Copy the items word for word, from the line containing "Give a dot for each instance of the blurred" through the end of the items, including both ends.

** start ITEMS **

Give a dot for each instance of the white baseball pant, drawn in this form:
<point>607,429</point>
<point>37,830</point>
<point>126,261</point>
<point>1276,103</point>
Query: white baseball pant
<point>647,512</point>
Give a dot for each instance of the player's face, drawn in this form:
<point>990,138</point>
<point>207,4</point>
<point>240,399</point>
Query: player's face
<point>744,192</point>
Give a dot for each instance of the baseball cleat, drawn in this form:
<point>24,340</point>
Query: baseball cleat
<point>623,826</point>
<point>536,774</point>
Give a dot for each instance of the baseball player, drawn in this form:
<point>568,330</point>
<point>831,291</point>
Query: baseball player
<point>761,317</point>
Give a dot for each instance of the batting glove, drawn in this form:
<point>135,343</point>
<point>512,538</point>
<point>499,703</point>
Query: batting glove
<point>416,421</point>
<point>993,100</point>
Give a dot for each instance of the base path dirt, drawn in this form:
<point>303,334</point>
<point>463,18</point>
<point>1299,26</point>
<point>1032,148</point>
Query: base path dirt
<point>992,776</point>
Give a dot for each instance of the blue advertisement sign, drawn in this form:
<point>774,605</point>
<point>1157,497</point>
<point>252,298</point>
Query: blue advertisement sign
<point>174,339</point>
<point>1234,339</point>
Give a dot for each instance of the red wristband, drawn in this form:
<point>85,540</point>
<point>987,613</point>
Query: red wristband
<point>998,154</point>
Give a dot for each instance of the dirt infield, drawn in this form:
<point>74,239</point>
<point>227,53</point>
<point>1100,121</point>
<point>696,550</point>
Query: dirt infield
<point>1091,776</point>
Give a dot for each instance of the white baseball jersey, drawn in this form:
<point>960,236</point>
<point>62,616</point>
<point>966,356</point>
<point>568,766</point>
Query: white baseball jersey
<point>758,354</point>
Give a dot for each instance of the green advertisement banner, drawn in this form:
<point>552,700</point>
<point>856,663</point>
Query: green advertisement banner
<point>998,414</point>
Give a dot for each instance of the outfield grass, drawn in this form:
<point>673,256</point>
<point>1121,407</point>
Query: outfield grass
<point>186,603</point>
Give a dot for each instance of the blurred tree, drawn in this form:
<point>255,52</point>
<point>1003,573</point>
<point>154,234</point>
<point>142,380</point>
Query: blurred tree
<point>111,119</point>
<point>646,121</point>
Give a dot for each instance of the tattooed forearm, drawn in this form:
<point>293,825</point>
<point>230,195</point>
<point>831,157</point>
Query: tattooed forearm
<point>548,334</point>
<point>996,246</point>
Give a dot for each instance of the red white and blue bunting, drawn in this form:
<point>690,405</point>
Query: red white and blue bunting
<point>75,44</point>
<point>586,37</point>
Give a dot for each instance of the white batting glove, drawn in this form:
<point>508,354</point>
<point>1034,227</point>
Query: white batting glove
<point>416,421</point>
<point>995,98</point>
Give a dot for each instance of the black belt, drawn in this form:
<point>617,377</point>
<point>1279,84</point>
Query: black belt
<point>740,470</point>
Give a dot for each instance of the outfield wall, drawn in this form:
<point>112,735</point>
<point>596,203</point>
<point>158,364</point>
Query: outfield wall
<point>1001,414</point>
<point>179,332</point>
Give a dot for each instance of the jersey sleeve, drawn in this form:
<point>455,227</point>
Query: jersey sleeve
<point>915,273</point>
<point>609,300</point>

** end ITEMS **

OUTPUT OF THE EXERCISE:
Give a dot for each instance of the blurred tree, drawn in this form:
<point>255,52</point>
<point>1003,573</point>
<point>154,234</point>
<point>142,380</point>
Query: blurred tree
<point>111,119</point>
<point>646,121</point>
Give a dot for each instance of the tattooed forearm, drawn in this form:
<point>293,825</point>
<point>230,195</point>
<point>831,157</point>
Query: tattooed forearm
<point>548,334</point>
<point>996,246</point>
Give a dot for each instance of the red white and blue bunting, drawn in this form:
<point>690,405</point>
Query: red white and blue bunting
<point>75,44</point>
<point>586,37</point>
Give a dot for each instance of the white batting glove, drawn in this form:
<point>508,354</point>
<point>1034,227</point>
Query: white batting glove
<point>416,421</point>
<point>995,98</point>
Give a dot for each instance of the black belt, drawn in this form:
<point>617,377</point>
<point>1279,84</point>
Query: black belt
<point>740,470</point>
Give a dot for each instance of the outfield wall, drawn in this form:
<point>112,735</point>
<point>596,203</point>
<point>158,364</point>
Query: outfield wall
<point>1001,414</point>
<point>179,332</point>
Give a dot for each instance of the jersey sleeve, drawn in this form:
<point>455,227</point>
Query: jersey sleeve
<point>915,273</point>
<point>609,300</point>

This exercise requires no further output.